Once again, the bottom of the inning brought joy from the bats. After a one out rally from a Seager plunk, France walk, and Marmolejos single, Evan delivered with the bases loaded:
Unlike the constant vigilance of the Padres series, a 90.1% win expectancy at this point felt pretty certain, and wouldn’t you know it, they held on to seal the victory. Woohoo! That’s not to say there weren’t several other good things to take from tonight:
- Yusei ended up going six, allowing just one run in a fifth on a José Trevino solo shot. This was just the second dinger he’s allowed all year, and it came off a cutter that didn’t catch quite enough of the insider corner. Was he perfect? Nah. Are the Rangers an offensively anemic, swing happy team? Absolutely. Was his command great tonight? With just seven first pitch strikes, I don’t think anybody can say it was. Despite all these caveats, though, he induced ten swinging strikes, wormed ten groundouts, and didn’t walk a soul all night. Oh, and he ended his outing by getting possibly the only low strike call of the game, in no small part thanks to a wonderful frame job from Luis Torrens:
If he can tighten that command a little better and keep mixing in the slider like he did tonight? Look out.
- New papa Dylan Moore made his return tonight, back in his familiar second spot in the lineup. He didn’t disappoint, either, roping a 104.8 mile-per-hour double into the right field corner in the fifth. That ended up being the hardest-hit ball of the night, and I have given up trying to find out where this man gets his power from. It is beyond mortal comprehension.

-----

The task —
Transcribe the portion of the game recap that begins at the words "- New papa Dylan" and stops after the words "beyond mortal comprehension.".

[Saved entries]
-----

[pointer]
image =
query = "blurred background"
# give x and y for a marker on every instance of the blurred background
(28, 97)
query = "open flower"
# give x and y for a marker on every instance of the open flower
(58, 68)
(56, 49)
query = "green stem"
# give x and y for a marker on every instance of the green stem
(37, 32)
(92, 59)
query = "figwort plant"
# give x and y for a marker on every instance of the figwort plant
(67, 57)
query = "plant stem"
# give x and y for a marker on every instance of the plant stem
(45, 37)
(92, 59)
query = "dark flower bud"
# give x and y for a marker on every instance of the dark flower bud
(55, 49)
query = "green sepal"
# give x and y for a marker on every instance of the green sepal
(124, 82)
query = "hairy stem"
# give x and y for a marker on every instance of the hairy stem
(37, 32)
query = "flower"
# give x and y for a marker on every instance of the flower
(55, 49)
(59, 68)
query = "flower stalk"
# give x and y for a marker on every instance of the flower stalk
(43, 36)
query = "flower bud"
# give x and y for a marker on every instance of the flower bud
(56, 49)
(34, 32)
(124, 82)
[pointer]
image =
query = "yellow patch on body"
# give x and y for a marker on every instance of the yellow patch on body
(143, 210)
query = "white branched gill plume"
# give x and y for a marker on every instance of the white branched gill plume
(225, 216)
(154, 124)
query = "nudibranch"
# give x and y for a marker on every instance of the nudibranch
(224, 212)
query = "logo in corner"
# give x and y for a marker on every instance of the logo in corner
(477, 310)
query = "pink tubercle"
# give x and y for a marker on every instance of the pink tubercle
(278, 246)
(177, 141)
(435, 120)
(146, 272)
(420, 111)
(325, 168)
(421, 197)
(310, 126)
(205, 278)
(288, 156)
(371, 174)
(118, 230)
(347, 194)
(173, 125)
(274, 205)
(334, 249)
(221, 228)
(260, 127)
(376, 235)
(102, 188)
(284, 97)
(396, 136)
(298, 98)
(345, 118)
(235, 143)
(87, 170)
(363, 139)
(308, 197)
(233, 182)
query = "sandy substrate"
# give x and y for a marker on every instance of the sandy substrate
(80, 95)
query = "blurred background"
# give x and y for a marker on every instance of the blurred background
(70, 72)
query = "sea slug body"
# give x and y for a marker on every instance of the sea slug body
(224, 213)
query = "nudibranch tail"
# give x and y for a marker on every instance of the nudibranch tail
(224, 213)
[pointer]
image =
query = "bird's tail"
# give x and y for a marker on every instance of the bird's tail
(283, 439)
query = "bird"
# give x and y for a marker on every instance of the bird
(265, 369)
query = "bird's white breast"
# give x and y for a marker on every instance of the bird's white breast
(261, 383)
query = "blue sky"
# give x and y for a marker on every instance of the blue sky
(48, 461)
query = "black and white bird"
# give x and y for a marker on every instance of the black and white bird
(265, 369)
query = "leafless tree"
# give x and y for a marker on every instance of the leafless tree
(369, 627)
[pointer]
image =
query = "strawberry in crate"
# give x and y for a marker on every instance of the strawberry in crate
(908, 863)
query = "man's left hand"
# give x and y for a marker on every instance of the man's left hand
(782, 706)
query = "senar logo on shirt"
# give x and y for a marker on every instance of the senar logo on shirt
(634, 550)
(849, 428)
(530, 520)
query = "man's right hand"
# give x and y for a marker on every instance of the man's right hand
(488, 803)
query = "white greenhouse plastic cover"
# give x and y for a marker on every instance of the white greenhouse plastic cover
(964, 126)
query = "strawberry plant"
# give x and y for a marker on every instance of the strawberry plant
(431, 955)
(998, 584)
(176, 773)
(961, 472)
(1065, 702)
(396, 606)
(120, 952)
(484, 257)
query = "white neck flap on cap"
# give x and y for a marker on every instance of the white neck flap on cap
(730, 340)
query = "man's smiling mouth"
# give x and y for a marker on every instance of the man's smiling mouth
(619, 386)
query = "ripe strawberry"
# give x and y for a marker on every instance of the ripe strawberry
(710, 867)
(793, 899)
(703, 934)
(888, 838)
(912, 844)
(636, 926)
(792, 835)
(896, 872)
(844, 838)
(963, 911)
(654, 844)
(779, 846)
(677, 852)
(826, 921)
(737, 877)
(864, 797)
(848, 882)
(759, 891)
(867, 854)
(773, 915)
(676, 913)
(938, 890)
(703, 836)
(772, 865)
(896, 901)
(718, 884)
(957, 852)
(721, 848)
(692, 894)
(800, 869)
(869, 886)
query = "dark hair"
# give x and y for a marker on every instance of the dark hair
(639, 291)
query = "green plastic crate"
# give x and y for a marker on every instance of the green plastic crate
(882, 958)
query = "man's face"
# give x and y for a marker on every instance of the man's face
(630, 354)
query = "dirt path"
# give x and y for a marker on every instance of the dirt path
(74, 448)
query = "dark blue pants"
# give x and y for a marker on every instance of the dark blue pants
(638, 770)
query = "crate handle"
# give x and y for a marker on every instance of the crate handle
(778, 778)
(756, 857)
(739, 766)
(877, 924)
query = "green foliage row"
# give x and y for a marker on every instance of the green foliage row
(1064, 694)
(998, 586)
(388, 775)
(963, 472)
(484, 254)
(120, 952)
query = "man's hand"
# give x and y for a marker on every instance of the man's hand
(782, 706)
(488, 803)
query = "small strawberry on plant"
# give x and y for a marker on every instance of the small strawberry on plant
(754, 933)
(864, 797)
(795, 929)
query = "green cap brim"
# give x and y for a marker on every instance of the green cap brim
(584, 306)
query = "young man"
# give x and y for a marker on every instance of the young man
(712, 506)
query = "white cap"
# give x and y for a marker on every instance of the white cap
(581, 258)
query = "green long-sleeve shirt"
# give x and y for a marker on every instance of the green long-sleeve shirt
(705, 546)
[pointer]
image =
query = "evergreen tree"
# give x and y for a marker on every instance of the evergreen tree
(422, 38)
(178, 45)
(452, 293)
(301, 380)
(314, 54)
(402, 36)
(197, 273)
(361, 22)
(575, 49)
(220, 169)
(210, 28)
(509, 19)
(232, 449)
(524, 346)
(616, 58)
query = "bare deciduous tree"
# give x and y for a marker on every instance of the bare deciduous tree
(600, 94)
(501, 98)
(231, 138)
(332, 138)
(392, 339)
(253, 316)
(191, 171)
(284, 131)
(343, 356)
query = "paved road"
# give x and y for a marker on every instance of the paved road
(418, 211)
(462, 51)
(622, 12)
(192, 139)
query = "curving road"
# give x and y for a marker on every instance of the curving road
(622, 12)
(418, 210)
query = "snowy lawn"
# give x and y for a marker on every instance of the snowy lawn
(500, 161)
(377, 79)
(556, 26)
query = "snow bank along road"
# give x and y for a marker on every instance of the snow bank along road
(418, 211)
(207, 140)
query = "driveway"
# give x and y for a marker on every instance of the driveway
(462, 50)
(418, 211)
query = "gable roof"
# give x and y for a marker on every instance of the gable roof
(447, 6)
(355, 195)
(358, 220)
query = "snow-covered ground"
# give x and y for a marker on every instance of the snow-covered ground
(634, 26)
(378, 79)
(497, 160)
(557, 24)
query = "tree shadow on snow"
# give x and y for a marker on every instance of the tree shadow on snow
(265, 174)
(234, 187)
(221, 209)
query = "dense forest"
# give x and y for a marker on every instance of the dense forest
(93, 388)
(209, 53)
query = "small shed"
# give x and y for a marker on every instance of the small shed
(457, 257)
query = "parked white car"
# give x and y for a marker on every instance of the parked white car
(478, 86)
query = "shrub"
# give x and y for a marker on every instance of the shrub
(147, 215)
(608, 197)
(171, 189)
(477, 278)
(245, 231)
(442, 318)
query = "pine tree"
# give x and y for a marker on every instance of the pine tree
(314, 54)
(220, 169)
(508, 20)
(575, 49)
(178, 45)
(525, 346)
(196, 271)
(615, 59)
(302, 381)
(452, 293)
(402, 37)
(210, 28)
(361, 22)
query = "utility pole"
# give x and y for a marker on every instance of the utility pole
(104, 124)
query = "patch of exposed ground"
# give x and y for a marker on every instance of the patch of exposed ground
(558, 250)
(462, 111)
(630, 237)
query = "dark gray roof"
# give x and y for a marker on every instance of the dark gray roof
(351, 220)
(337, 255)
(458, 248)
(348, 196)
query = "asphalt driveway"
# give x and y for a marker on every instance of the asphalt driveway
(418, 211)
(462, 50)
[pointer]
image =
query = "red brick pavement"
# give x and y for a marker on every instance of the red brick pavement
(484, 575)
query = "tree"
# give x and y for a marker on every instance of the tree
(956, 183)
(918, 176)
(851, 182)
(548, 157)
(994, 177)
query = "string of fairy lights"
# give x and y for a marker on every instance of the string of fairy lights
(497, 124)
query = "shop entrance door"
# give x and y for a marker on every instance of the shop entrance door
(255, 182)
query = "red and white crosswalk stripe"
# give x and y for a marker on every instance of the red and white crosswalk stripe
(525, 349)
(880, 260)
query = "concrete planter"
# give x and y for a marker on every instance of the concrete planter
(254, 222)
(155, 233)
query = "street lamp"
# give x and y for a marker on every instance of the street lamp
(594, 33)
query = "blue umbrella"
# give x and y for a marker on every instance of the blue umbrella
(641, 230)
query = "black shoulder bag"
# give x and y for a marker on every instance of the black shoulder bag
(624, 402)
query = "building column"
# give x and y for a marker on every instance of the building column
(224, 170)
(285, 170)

-----

Problem solution —
- New papa Dylan Moore made his return tonight, back in his familiar second spot in the lineup. He didn’t disappoint, either, roping a 104.8 mile-per-hour double into the right field corner in the fifth. That ended up being the hardest-hit ball of the night, and I have given up trying to find out where this man gets his power from. It is beyond mortal comprehension.